> [What the exercise asks]: Every line from the line containing "seg: floral pattern on candle holder" through the final line below is to be repeated exactly; no other line is.

Stored data entries:
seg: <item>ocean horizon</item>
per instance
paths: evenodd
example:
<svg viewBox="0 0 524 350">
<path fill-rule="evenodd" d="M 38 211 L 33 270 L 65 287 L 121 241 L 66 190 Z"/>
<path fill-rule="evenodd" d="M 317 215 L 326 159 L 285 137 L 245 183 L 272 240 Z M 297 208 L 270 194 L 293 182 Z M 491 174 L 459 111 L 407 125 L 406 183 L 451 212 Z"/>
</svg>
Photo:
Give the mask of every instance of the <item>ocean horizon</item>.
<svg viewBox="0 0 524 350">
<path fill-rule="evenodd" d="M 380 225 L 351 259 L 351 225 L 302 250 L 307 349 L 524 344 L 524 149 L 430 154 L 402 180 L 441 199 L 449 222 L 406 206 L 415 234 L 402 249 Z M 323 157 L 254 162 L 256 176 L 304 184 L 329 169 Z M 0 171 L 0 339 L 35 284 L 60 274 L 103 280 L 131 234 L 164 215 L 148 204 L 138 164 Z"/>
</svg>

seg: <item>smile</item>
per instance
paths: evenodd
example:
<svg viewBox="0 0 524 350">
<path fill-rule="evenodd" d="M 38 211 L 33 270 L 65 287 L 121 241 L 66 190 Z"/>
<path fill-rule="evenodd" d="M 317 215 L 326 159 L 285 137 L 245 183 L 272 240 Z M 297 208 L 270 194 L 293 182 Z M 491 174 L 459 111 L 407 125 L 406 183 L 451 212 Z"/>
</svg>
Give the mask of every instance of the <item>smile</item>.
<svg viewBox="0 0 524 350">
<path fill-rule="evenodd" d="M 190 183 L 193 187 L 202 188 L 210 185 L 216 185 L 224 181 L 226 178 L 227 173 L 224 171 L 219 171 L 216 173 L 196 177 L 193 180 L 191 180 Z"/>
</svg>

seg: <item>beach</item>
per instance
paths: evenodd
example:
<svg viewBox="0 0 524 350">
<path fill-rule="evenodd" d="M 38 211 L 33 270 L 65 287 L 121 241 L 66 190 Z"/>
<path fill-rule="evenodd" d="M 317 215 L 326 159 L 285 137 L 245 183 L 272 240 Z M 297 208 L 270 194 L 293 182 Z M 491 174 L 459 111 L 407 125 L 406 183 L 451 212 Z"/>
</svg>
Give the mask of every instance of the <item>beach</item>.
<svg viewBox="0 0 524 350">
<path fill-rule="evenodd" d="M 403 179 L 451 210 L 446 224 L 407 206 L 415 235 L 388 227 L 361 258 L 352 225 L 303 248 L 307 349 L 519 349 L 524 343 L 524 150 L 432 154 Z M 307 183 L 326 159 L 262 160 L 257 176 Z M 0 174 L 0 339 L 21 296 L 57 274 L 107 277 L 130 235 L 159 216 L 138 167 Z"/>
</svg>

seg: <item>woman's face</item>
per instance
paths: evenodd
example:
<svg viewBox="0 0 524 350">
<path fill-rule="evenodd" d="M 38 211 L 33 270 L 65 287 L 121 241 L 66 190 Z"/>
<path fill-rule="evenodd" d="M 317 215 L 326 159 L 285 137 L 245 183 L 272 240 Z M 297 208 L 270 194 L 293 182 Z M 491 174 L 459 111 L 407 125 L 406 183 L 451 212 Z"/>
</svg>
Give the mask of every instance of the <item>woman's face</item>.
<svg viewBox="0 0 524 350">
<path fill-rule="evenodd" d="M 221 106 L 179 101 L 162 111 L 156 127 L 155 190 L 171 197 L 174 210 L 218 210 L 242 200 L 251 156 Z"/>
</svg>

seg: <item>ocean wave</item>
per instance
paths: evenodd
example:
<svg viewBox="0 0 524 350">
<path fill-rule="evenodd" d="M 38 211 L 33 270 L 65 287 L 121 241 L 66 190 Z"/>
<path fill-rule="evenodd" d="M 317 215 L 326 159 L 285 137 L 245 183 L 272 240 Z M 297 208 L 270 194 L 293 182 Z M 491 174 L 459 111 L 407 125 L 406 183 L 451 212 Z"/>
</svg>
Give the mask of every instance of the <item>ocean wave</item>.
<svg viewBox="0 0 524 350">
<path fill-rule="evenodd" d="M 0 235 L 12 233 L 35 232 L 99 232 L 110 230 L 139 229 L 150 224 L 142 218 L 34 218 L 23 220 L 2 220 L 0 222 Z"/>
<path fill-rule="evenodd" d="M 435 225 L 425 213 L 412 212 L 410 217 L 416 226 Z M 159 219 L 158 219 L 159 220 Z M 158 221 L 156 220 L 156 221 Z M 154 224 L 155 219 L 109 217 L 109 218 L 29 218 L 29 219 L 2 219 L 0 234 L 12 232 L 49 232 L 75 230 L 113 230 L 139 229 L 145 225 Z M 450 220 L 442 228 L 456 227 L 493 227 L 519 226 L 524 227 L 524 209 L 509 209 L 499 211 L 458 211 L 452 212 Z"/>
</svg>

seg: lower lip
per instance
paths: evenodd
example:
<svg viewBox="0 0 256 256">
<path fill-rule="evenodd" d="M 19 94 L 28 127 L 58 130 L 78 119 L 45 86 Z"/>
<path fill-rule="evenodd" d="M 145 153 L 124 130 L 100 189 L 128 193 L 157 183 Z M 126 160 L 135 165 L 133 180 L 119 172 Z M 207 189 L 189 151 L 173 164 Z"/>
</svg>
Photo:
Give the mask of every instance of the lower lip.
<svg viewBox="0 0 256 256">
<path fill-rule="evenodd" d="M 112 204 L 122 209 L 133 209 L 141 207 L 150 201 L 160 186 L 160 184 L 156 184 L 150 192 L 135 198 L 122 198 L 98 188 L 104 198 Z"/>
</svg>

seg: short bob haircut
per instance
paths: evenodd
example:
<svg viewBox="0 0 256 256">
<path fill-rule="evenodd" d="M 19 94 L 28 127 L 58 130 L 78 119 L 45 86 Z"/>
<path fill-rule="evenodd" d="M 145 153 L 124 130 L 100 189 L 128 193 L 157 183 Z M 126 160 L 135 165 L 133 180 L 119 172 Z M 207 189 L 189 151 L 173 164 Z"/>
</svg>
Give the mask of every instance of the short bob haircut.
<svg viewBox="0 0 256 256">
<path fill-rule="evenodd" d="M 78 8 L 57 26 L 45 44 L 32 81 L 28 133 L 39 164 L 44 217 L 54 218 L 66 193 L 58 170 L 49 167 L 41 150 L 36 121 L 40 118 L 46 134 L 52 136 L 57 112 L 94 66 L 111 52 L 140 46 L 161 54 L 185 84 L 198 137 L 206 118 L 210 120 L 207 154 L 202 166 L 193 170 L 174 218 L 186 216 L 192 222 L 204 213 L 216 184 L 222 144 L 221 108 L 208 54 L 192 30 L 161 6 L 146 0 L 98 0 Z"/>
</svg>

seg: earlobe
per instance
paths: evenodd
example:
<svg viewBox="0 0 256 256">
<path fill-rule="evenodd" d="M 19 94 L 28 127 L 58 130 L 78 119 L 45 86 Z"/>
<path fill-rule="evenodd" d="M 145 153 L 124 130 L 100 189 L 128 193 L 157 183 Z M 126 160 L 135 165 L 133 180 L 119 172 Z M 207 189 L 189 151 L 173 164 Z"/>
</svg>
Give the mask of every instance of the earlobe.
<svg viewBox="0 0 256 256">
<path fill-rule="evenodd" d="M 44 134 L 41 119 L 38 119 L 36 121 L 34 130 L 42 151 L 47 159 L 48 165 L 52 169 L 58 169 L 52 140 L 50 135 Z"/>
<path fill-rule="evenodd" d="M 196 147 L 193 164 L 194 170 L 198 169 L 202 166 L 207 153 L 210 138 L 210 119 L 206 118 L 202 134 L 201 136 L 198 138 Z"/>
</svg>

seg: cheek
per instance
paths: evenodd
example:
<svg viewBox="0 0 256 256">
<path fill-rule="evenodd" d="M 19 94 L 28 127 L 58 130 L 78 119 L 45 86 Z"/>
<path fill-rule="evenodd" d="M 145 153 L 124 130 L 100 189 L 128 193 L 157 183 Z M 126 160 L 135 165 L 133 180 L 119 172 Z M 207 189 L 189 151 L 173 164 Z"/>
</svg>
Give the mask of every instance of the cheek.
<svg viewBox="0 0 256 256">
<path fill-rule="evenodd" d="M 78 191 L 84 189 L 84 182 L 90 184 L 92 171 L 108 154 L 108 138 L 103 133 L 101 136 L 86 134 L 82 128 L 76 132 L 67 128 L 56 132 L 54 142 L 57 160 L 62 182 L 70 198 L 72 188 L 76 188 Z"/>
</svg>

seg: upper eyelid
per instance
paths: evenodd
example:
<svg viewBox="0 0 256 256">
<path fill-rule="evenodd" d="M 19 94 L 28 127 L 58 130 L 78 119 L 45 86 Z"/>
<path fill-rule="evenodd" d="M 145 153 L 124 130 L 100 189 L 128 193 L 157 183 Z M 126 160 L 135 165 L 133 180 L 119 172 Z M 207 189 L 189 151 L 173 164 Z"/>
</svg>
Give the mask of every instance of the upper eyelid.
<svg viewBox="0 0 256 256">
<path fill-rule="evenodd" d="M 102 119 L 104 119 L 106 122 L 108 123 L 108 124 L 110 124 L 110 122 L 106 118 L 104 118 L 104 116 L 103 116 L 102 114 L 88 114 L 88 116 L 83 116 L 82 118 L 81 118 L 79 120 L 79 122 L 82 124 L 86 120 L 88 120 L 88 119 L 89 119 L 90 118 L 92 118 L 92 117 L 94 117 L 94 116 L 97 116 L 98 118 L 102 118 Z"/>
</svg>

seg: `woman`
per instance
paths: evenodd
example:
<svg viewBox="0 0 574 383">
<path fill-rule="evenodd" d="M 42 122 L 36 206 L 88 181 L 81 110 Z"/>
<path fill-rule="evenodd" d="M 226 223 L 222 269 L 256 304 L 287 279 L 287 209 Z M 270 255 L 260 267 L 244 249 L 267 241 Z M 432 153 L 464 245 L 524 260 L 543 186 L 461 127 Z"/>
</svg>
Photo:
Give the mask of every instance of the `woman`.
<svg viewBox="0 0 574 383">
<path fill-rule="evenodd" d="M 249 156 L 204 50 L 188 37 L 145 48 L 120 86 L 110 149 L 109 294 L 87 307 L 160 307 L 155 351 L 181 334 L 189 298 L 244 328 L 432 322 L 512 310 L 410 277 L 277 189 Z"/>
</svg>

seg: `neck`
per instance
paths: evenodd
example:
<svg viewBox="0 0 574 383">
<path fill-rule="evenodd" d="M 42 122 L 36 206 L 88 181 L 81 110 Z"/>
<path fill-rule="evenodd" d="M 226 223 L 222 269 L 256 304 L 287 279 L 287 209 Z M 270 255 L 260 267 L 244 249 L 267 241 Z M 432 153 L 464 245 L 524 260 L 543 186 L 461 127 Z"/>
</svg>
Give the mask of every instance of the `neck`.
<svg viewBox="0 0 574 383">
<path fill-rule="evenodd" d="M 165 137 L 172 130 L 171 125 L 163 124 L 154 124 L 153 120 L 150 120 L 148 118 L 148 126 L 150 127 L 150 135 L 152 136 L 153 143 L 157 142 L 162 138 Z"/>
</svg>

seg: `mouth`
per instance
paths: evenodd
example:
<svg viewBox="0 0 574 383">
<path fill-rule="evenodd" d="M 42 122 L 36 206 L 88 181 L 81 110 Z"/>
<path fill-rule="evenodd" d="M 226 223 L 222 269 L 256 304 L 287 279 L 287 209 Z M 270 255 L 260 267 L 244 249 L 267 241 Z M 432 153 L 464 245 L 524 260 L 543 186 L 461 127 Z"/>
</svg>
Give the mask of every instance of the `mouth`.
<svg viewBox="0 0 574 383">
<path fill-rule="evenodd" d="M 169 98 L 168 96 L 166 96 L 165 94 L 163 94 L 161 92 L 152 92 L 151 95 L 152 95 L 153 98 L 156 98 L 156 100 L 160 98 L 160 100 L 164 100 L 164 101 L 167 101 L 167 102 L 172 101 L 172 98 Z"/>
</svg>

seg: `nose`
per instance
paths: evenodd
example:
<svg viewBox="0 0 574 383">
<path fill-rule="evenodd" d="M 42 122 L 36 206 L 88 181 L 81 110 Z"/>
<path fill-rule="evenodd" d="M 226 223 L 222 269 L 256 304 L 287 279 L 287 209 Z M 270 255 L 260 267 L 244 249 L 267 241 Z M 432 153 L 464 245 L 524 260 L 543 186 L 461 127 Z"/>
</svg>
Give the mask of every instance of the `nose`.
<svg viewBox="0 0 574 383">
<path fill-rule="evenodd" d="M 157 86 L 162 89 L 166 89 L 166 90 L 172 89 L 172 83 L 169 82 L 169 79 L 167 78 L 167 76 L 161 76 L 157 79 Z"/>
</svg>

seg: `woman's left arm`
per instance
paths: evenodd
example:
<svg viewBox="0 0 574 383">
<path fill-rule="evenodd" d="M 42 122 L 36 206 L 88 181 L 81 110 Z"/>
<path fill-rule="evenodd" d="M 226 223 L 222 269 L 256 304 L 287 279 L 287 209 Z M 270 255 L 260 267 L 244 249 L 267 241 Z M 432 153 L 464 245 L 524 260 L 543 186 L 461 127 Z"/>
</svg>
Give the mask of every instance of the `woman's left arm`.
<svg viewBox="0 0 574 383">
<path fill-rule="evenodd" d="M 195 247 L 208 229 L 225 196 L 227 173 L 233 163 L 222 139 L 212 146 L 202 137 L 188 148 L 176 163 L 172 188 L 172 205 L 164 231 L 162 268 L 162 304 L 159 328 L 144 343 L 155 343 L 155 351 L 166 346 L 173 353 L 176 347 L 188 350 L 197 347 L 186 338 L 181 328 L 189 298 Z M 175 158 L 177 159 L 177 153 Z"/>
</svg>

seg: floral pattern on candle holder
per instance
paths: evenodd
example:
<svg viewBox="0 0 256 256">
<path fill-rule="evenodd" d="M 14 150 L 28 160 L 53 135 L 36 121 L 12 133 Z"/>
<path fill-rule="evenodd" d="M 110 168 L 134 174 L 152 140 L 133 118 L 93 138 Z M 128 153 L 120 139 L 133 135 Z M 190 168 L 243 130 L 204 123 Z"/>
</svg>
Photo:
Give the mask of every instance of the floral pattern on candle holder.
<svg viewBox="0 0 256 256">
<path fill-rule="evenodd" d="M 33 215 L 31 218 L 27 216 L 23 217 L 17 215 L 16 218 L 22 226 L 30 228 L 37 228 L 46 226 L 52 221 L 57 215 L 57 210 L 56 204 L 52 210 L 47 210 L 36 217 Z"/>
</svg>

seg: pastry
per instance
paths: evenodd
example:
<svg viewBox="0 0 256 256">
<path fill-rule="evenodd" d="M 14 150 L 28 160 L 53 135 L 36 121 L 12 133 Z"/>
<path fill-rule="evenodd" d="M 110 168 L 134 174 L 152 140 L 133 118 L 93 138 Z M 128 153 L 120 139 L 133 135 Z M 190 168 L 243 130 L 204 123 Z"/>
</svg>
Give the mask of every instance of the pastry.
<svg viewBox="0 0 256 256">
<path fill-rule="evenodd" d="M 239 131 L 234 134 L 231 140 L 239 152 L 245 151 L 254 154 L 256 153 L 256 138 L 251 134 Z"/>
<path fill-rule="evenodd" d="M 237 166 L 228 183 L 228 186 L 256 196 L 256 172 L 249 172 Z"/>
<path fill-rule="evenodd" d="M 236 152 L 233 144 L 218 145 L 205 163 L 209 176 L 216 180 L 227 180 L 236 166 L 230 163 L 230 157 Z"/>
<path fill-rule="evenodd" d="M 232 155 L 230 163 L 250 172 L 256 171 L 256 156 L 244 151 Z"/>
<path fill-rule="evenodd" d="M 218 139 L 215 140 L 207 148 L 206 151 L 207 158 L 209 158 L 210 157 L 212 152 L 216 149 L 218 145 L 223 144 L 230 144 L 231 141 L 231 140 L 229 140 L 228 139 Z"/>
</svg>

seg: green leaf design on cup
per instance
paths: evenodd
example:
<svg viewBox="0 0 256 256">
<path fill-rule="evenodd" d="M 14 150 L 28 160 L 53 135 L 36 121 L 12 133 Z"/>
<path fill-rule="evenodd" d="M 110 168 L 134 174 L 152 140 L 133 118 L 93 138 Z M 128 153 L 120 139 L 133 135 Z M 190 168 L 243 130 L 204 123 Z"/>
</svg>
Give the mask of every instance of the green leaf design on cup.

> [Problem solution]:
seg: floral pattern on candle holder
per instance
paths: evenodd
example:
<svg viewBox="0 0 256 256">
<path fill-rule="evenodd" d="M 14 150 L 28 160 L 53 135 L 36 121 L 12 133 Z"/>
<path fill-rule="evenodd" d="M 110 168 L 134 174 L 152 140 L 133 118 L 93 138 Z M 128 153 L 120 139 L 133 135 Z M 190 168 L 243 130 L 204 123 Z"/>
</svg>
Photo:
Give the mask of every instance of the floral pattern on candle holder.
<svg viewBox="0 0 256 256">
<path fill-rule="evenodd" d="M 33 215 L 31 218 L 27 216 L 23 217 L 17 215 L 16 218 L 22 226 L 30 228 L 37 228 L 46 226 L 52 221 L 57 215 L 57 210 L 56 204 L 52 210 L 47 210 L 36 217 Z"/>
</svg>

seg: pastry
per instance
paths: evenodd
example:
<svg viewBox="0 0 256 256">
<path fill-rule="evenodd" d="M 14 150 L 28 160 L 53 135 L 36 121 L 12 133 Z"/>
<path fill-rule="evenodd" d="M 110 168 L 134 174 L 152 140 L 133 118 L 93 138 Z M 128 153 L 120 139 L 133 135 Z M 190 168 L 243 130 L 204 123 Z"/>
</svg>
Give the mask of every instance of the pastry.
<svg viewBox="0 0 256 256">
<path fill-rule="evenodd" d="M 239 131 L 234 134 L 231 140 L 239 152 L 245 151 L 254 154 L 256 153 L 256 138 L 251 134 Z"/>
<path fill-rule="evenodd" d="M 237 166 L 228 183 L 228 186 L 256 196 L 256 172 L 249 172 Z"/>
<path fill-rule="evenodd" d="M 236 152 L 233 144 L 218 145 L 205 163 L 209 176 L 216 180 L 227 180 L 236 166 L 230 163 L 230 157 Z"/>
<path fill-rule="evenodd" d="M 232 155 L 230 163 L 250 172 L 256 171 L 256 156 L 244 151 Z"/>
<path fill-rule="evenodd" d="M 218 139 L 215 140 L 207 148 L 206 151 L 207 158 L 209 158 L 210 157 L 212 152 L 216 149 L 218 145 L 223 144 L 230 144 L 231 141 L 231 140 L 229 140 L 228 139 Z"/>
</svg>

seg: green leaf design on cup
per instance
paths: evenodd
example:
<svg viewBox="0 0 256 256">
<path fill-rule="evenodd" d="M 14 150 L 28 160 L 53 135 L 36 121 L 12 133 Z"/>
<path fill-rule="evenodd" d="M 110 168 L 134 174 L 152 140 L 133 118 L 93 138 Z M 128 153 L 120 139 L 133 135 Z M 190 168 L 243 130 L 204 123 Z"/>
</svg>
Give the mask of every instance of the green leaf design on cup.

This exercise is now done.